No sé cuántas veces habré podido oír o leer que las señales electromagnéticas generadas por los distintos aparatos de los que nos servimos, desde el microondas a los teléfonos móviles, afectan a la salud. Conozco personas que no tienen en casa un horno de microondas por temor al alcance de su campo magnético, otras que sólo hablan por el móvil mediante un pinganillo para poder alejar el aparato del cerebro y muchas más -yo mismo- que se inquietan si hay alguna antena de telefonía móvil cerca de su domicilio. Por más que se carezca de resultados experimentales concluyentes, el sentido común advierte acerca de que es mejor no someterse a riesgos incluso si, en el mejor de los casos, no ha sido confirmado su efecto maligno.

Pues bien, la virtud de la prudencia acaba de recibir una buena dosis de apoyo gracias a la investigación llevada a cabo en la universidad alemana de Oldenburg y publicada por la revista Nature. Svenja Engels, estudiante de doctorado en el Institut für Biologie und Umweltwissenschaften de dicha universidad, y sus colaboradores han llevado a cabo un experimento elegante y fácil de replicar que indica que los petirrojos -Erithacus rubecula- sometidos al ruido electromagnético presente en el campus de Oldenburg no pueden usar de manera adecuada su capacidad para orientarse.

◆ ◆ ◆ ◆

### Objetivo del ejercicio:
Indique si cada afirmación concuerda con el texto sobre las señales electromagnéticas, respondiendo sí o no y citando literalmente las palabras del texto que lo deciden. 1. La investigación se publicó en la revista Nature. 2. El experimento se realizó con palomas. 3. Hay resultados experimentales concluyentes sobre el daño de estas señales a la salud.

### Datos proporcionados:
◆ ◆ ◆ ◆

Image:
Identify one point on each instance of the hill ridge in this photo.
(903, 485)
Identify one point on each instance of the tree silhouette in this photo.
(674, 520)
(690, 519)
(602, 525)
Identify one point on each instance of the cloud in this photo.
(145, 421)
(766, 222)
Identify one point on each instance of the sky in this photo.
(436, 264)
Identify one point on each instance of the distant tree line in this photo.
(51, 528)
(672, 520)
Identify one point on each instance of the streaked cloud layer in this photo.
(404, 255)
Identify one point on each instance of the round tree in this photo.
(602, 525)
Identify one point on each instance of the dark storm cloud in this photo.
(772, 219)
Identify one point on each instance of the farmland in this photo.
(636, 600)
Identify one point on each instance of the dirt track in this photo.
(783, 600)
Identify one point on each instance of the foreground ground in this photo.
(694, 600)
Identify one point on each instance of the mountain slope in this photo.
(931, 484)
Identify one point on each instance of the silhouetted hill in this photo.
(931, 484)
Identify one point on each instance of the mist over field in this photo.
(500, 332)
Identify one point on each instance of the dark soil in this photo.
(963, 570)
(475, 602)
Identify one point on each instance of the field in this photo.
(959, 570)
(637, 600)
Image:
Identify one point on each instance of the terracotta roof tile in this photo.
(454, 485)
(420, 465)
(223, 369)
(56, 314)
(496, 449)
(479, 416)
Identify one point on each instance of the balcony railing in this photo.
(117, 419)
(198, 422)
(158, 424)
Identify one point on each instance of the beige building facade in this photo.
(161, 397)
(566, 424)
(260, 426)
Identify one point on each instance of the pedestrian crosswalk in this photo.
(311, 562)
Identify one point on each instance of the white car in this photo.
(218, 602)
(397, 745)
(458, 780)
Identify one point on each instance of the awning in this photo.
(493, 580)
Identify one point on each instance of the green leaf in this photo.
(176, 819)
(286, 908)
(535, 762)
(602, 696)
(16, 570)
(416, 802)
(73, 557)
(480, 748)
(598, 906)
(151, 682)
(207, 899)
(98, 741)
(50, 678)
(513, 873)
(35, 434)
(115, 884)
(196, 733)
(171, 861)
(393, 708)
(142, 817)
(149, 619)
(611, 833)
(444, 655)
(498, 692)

◆ ◆ ◆ ◆

### Respuesta escrita:
1. Sí: «publicada por la revista Nature».
2. No: «los petirrojos -Erithacus rubecula-».
3. No: «Por más que se carezca de resultados experimentales concluyentes».